> [TASK TO COMPLETE]
Count the lines in the entries below that contain the word "stone", and give only that number.

> [EXERCISE MATERIAL]
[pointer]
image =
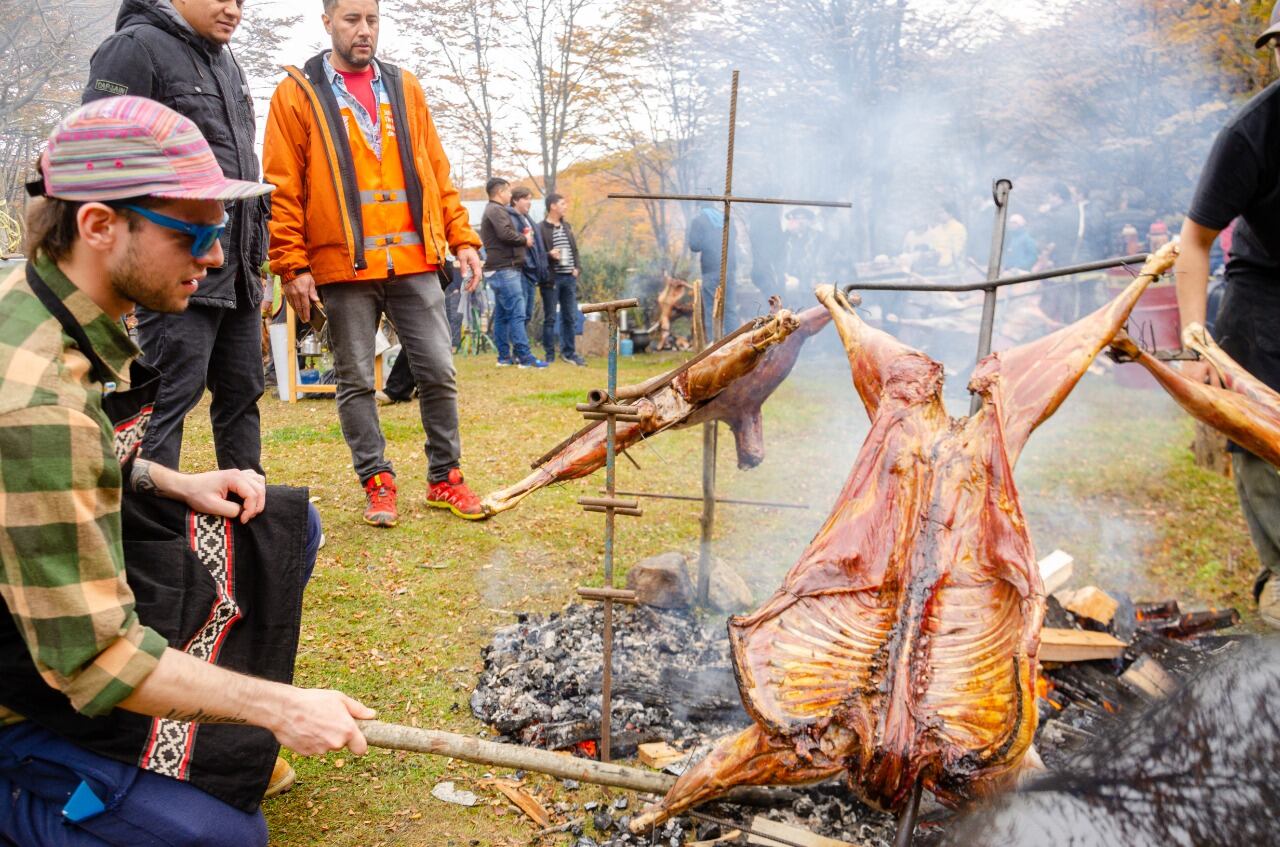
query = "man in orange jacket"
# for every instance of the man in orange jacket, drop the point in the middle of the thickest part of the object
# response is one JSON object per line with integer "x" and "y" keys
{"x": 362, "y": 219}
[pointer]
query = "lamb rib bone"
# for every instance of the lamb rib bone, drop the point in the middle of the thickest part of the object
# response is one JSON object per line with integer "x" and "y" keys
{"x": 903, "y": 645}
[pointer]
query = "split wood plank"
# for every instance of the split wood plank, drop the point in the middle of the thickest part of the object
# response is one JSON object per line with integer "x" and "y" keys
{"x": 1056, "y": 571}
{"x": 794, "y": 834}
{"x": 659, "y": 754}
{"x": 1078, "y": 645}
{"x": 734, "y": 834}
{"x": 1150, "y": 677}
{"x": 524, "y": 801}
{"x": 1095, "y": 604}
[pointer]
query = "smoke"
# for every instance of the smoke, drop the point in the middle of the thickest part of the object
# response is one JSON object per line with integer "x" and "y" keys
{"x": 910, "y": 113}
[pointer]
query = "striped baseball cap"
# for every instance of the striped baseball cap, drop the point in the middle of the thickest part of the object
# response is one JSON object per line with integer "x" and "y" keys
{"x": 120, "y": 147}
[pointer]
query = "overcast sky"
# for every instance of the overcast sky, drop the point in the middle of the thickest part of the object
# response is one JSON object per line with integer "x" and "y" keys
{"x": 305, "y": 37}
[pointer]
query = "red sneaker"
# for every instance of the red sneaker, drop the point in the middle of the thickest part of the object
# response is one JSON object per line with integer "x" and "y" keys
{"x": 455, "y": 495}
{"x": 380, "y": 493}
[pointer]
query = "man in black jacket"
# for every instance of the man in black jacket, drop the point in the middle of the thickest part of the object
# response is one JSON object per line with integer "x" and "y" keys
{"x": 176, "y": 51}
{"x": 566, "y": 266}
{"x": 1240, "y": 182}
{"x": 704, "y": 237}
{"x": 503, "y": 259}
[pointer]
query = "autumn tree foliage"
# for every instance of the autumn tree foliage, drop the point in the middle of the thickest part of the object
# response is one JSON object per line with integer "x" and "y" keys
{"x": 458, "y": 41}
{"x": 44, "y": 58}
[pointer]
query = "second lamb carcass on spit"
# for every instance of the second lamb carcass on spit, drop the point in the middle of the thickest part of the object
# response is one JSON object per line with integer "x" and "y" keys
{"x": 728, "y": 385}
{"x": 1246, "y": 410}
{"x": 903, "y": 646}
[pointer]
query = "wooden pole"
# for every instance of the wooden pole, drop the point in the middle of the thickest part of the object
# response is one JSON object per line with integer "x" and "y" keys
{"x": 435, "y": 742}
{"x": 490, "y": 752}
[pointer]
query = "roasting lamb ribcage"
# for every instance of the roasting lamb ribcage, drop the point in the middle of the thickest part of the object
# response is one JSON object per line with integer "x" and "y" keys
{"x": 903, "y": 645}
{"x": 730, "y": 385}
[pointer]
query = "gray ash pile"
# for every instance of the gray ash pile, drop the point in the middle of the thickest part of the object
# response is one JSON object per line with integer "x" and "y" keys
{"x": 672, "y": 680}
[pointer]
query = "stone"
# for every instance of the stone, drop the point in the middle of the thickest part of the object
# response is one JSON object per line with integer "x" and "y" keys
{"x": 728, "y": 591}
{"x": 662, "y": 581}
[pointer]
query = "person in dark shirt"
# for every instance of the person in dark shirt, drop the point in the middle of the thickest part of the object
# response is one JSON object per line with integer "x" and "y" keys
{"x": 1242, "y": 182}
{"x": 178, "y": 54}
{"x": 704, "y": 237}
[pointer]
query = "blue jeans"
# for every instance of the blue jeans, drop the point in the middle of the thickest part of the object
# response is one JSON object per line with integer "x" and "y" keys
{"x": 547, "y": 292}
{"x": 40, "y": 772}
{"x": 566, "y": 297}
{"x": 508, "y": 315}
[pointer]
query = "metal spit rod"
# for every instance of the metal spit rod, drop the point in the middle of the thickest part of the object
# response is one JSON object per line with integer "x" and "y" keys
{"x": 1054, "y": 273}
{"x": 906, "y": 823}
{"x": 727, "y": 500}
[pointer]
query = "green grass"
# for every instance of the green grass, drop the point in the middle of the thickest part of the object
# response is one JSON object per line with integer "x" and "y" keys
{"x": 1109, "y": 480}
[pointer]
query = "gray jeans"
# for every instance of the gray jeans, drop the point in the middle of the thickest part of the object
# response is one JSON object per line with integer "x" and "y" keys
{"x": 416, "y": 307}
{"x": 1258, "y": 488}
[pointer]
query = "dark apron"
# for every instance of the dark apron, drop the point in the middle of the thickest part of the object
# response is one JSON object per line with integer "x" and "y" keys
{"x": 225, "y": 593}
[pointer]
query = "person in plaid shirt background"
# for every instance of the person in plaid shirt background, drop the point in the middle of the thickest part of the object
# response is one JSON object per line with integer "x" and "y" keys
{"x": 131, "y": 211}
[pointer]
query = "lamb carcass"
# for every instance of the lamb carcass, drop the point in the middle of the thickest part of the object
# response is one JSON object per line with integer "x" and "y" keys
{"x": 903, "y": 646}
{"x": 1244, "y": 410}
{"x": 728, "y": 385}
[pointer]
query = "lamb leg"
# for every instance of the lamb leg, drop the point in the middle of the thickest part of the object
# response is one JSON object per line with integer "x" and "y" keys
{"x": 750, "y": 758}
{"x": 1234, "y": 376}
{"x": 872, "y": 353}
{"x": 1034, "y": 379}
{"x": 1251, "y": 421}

> [RESULT OF THIS TASK]
2